▶ **Fragment tekstu**:
+---+

Rok 1893 przyniósł ze sobą przeprowadzkę do Warszawy. Zainteresowanie wzbudziło studium środowiskowe Pielgrzymka do Jasnej Góry (1895), owoc udziału w pielgrzymce ludności wiejskiej z okazji setnej rocznicy Insurekcji Kościuszkowskiej (1894). Uwagę krytyków zwróciła wrażliwość zmysłowa Pisarza, potrafiącego tworzyć plastyczne obrazy bogactwa otaczającego go świata. Niebawem Reymont wyjechał na krótko do Włoch, następnie udał się do Łodzi, by zbierać materiały do Ziemi obiecanej. Wiele podróżował po Europie (Rzym, Londyn, Berlin, Bruksela, dłuższy pobyt w stolicy Francji). Ważnym zdarzeniem była katastrofa kolejowa, której ofiarą stał się Pisarz (1900 r.). Poważna kontuzja, której skutki odczuwał Reymont aż do śmierci, przyniosła również 40 000 rubli odszkodowania, dzięki czemu Pisarz nie musiał już zmagać się z niedostatkiem. W roku 1902 ożenił się z Aurelią Szacsznajder Pawłowską, a wyjechawszy do Francji, pracował nad Chłopami w Bretanii. Rewolucja 1905 r. zastała go w Warszawie. W tymże mieście przebywał w czasie I wojny światowej. W roku 1917 otrzymał nagrodę Polskiej Akademii Umiejętności za Chłopów.

+---+

▶ **Wpisy wskazujące oznaczone obiekty**:
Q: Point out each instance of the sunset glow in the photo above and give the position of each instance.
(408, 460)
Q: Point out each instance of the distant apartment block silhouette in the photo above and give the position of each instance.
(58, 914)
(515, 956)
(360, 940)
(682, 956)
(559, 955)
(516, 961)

+---+

▶ **Zadanie 1**: Czy przepiszesz bez żadnych zmian, wiersz po wierszu, cały wykaz wpisów wskazujących oznaczone obiekty?
▶ **Zadanie 2**: Rozwiń tekst o życiu Reymonta, dopisując jego dalszy ciąg po ostatnim zdaniu.
Tekst o życiu Reymonta i wykaz to dwa osobne materiały.

▶ **Wynik zadania 1**:
Q: Point out each instance of the sunset glow in the photo above and give the position of each instance.
(408, 460)
Q: Point out each instance of the distant apartment block silhouette in the photo above and give the position of each instance.
(58, 914)
(515, 956)
(360, 940)
(682, 956)
(559, 955)
(516, 961)

▶ **Wynik zadania 2**:
W pierwszych latach niepodległości odwiedził dwukrotnie Polonię w Stanach Zjednoczonych, apelując przy tym o pomoc dla odradzającej się Rzeczypospolitej. W roku 1920 nabył skromny majątek Kołaczkowo w pobliżu Wrześni. Interesował go film, którego ogromny potencjał artystyczny dostrzegł z łatwością, stając się współzałożycielem pierwszej w kraju spółdzielni kinematograficznej. Ostatnie wystąpienie publiczne Noblisty miało miejsce 15 VIII 1925 r., gdy był obecny jako członek PSL-Piast na uroczystościach w Wierzchosławicach. Pogrzeb na warszawskim Cmentarzu Powązkowskim stał się manifestacją narodową. Serce wmurowano w filar kościoła św. Krzyża na Krakowskim Przedmieściu.
Debiutem Pisarza była korespondencja dla stołecznego „Głosu” (Spod Rogowa, 1892) oraz nowela Wigilia Bożego Narodzenia, wydrukowana w krakowskim piśmie „Myśl” (również 1892). W latach 1892-4 powstaje siedemnaście opowiadań, których akcja rozgrywa się w środowisku miejskim, aktorskim lub kolejarskim, cztery natomiast odnoszą się do stanu chłopskiego. Ich tematyka obejmuje wszystkie obszary twórczości Reymonta. Łączy się w nich realizm, obserwacja naturalistyczna oraz technika impresjonizmu i ekspresjonistycznej dynamiki słowa. Do życia trup aktorskich i konfliktu artysta – filister nawiązuje Komediantka i Franek. Fermenty, inspirowane zapewne Dostojewskim, przedstawiają tzw. „rozdwojenie jaźni” ojca bohaterki. W roku 1899 ukazała się Ziemia obiecana - obraz destruktywnej urbanizacji (miasto – moloch) i patologii milionerów - nuworyszów, kreślący konsekwencje kultu pieniądza oraz samotności wśród tłumu (antyurbanizm i filozofia natury i przyrody).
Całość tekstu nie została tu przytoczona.